■ LISTED ENTRIES ■
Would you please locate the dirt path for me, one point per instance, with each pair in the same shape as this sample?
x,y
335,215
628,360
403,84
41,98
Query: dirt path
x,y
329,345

■ EXERCISE REQUIREMENTS ■
Recast each line of the material above as a Markdown table with two columns, Row and Line, numbering the rows in order and leaving out any blank lines.

■ SOLUTION TO THIS PROBLEM ■
| Row | Line |
|---|---|
| 1 | Would you please locate the dirt path for me, one point per instance, with each pair in the same shape as this sample? |
| 2 | x,y |
| 3 | 335,215 |
| 4 | 628,360 |
| 5 | 403,84 |
| 6 | 41,98 |
| 7 | Query: dirt path |
| 8 | x,y |
| 9 | 329,345 |